• _Exercise brief_: From the records below, extract only the lines running from the line with "Return the outline of every instance of the sandy" to the line with "Return the outline of every instance of the shrub", both lines included, reproducing them exactly.

• _Extracted information_:
▼

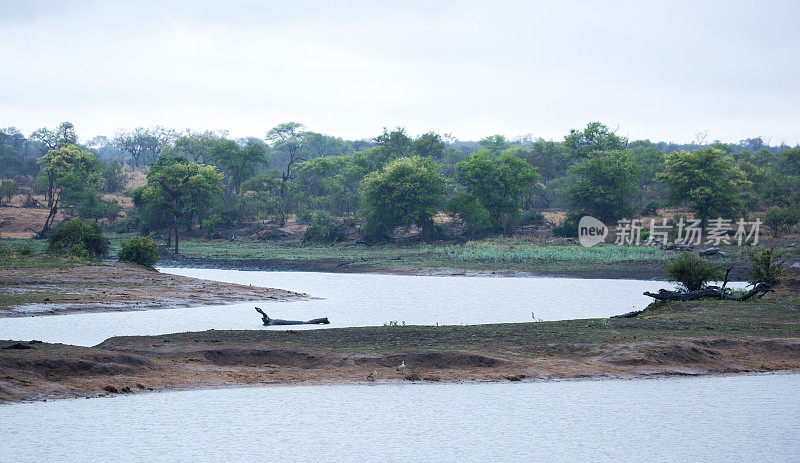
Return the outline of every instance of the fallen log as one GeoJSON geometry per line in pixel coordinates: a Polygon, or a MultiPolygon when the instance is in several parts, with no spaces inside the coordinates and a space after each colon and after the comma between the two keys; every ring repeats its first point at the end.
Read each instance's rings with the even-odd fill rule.
{"type": "Polygon", "coordinates": [[[641,315],[644,310],[634,310],[632,312],[624,313],[621,315],[612,315],[611,318],[636,318],[641,315]]]}
{"type": "Polygon", "coordinates": [[[256,307],[256,312],[261,314],[261,320],[264,321],[264,326],[277,326],[277,325],[329,325],[328,317],[315,318],[308,321],[300,320],[281,320],[279,318],[269,318],[269,315],[264,313],[263,310],[256,307]]]}
{"type": "Polygon", "coordinates": [[[772,286],[767,283],[758,283],[753,287],[753,289],[738,297],[731,296],[730,293],[725,290],[724,284],[722,285],[722,288],[710,287],[695,291],[668,291],[666,289],[660,289],[657,293],[645,291],[644,295],[650,296],[659,301],[695,301],[704,297],[714,297],[717,299],[742,302],[750,299],[751,297],[763,297],[765,294],[770,292],[773,292],[772,286]]]}

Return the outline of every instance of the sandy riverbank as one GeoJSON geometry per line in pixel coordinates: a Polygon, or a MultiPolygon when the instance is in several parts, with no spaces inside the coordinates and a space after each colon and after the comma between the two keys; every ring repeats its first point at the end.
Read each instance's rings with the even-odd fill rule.
{"type": "Polygon", "coordinates": [[[167,275],[133,264],[0,268],[0,317],[168,309],[306,295],[167,275]]]}

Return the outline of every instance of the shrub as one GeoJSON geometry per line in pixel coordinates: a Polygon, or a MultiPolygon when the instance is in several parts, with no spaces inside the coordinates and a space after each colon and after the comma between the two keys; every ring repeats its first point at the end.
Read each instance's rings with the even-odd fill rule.
{"type": "Polygon", "coordinates": [[[547,223],[547,219],[545,219],[544,215],[539,211],[527,211],[519,218],[519,225],[523,227],[526,225],[538,227],[545,223],[547,223]]]}
{"type": "Polygon", "coordinates": [[[0,257],[10,256],[10,255],[11,255],[11,248],[9,248],[3,243],[0,243],[0,257]]]}
{"type": "Polygon", "coordinates": [[[466,193],[460,193],[447,202],[447,212],[464,221],[473,237],[484,236],[492,227],[489,211],[466,193]]]}
{"type": "Polygon", "coordinates": [[[764,216],[764,227],[769,229],[773,238],[791,233],[798,222],[800,222],[800,210],[791,206],[770,208],[764,216]]]}
{"type": "Polygon", "coordinates": [[[311,225],[303,233],[303,239],[318,243],[335,243],[343,234],[342,225],[333,216],[318,212],[311,215],[311,225]]]}
{"type": "Polygon", "coordinates": [[[20,256],[32,256],[33,255],[33,248],[28,246],[27,244],[23,244],[21,246],[17,246],[17,254],[20,256]]]}
{"type": "Polygon", "coordinates": [[[146,236],[134,236],[122,244],[122,249],[117,254],[120,262],[133,262],[134,264],[152,267],[161,256],[158,246],[146,236]]]}
{"type": "Polygon", "coordinates": [[[97,222],[85,223],[81,219],[61,222],[47,236],[47,251],[83,258],[99,258],[108,254],[108,241],[97,222]]]}
{"type": "Polygon", "coordinates": [[[773,262],[775,249],[769,248],[763,251],[748,250],[750,256],[750,271],[748,281],[752,284],[767,283],[774,285],[778,283],[783,274],[783,265],[780,262],[773,262]]]}
{"type": "Polygon", "coordinates": [[[709,281],[722,278],[719,266],[687,252],[664,264],[669,281],[683,285],[688,291],[703,289],[709,281]]]}
{"type": "Polygon", "coordinates": [[[579,214],[567,214],[567,216],[558,225],[553,227],[554,236],[562,236],[564,238],[576,238],[578,236],[578,222],[581,216],[579,214]]]}

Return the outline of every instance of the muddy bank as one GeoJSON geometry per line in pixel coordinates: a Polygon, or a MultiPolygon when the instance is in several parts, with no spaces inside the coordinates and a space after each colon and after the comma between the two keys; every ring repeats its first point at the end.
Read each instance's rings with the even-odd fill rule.
{"type": "Polygon", "coordinates": [[[201,280],[132,264],[0,268],[0,317],[150,310],[306,297],[201,280]]]}
{"type": "MultiPolygon", "coordinates": [[[[324,330],[330,336],[335,331],[324,330]]],[[[235,333],[235,334],[234,334],[235,333]]],[[[543,381],[800,371],[800,339],[687,338],[553,350],[342,352],[280,347],[306,332],[111,338],[85,348],[0,341],[0,402],[242,385],[402,381],[543,381]],[[256,334],[254,334],[256,335],[256,334]],[[503,352],[504,351],[504,352],[503,352]],[[403,363],[405,369],[398,371],[403,363]]],[[[258,332],[254,332],[258,333],[258,332]]],[[[263,332],[262,332],[263,333],[263,332]]],[[[346,338],[346,336],[345,336],[346,338]]]]}

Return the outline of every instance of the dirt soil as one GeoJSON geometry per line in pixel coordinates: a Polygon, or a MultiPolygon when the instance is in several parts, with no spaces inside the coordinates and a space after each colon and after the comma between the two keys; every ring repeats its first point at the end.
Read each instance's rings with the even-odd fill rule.
{"type": "MultiPolygon", "coordinates": [[[[337,336],[339,330],[321,331],[337,336]]],[[[239,385],[613,379],[800,369],[797,338],[632,342],[586,356],[528,357],[512,351],[331,352],[207,333],[191,339],[112,338],[93,348],[1,341],[0,403],[239,385]],[[398,371],[401,362],[406,368],[398,371]]]]}
{"type": "Polygon", "coordinates": [[[133,264],[0,268],[0,317],[303,298],[281,289],[166,275],[133,264]]]}

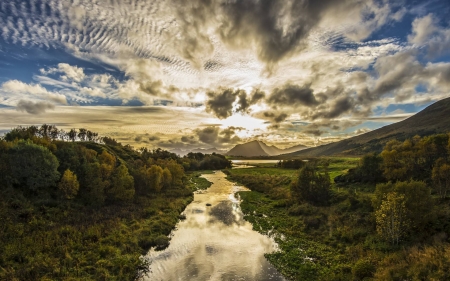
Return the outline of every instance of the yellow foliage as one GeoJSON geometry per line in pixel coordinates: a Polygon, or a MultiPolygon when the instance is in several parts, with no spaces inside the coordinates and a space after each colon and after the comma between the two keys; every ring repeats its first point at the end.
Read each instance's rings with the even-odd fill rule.
{"type": "Polygon", "coordinates": [[[63,197],[65,199],[75,198],[79,188],[80,184],[78,183],[77,175],[75,175],[71,170],[67,169],[58,184],[58,189],[62,192],[63,197]]]}

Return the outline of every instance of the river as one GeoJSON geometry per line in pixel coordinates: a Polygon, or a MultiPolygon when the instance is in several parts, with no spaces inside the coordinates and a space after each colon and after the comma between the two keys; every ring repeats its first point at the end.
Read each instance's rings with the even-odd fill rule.
{"type": "Polygon", "coordinates": [[[221,171],[203,177],[211,187],[194,194],[169,247],[148,252],[151,273],[144,280],[285,280],[264,258],[276,243],[243,218],[235,193],[248,189],[221,171]]]}

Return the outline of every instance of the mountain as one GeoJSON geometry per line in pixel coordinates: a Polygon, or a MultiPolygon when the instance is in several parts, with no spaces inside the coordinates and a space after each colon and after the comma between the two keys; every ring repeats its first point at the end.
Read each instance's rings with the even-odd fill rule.
{"type": "Polygon", "coordinates": [[[425,136],[450,132],[450,98],[440,100],[419,113],[371,132],[302,151],[285,154],[283,158],[331,155],[359,156],[380,152],[392,139],[405,140],[415,135],[425,136]]]}
{"type": "Polygon", "coordinates": [[[225,150],[219,150],[219,149],[213,147],[213,148],[195,148],[195,149],[188,149],[188,150],[175,148],[175,149],[170,150],[170,152],[175,153],[175,154],[180,155],[180,156],[184,156],[184,155],[187,155],[189,152],[193,152],[193,153],[200,152],[200,153],[203,153],[203,154],[213,154],[213,153],[224,154],[226,151],[225,150]]]}
{"type": "Polygon", "coordinates": [[[244,144],[238,144],[233,147],[230,151],[225,153],[225,155],[230,156],[244,156],[244,157],[254,157],[254,156],[276,156],[285,153],[291,153],[301,149],[307,148],[304,145],[296,145],[286,149],[280,149],[274,145],[268,146],[261,141],[251,141],[244,144]]]}

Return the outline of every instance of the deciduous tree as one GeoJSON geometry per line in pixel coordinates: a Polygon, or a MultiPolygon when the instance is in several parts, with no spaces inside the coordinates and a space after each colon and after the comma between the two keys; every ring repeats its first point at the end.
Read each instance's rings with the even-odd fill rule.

▲

• _Answer space_:
Return the outline of every instance of the sandy riverbank as one GeoJSON geometry per line in pixel coordinates: a Polygon, or a MultiPolygon when the instance is in several parts, with no spaces inside the coordinates and a space after each colon and after the comma between the two keys; every ring repeats its first point at the end.
Read each instance's rings with the even-odd fill rule.
{"type": "Polygon", "coordinates": [[[167,275],[133,264],[0,268],[0,317],[168,309],[306,295],[167,275]]]}

Return the outline of every instance of the shrub as one GeoJSON geometry per line in pixel coordinates: a Polygon, or a MultiPolygon when the instance is in several parts, with no spaces inside the coordinates and a space after each colon and after the comma between the two keys; every ring repeats its first point at the end.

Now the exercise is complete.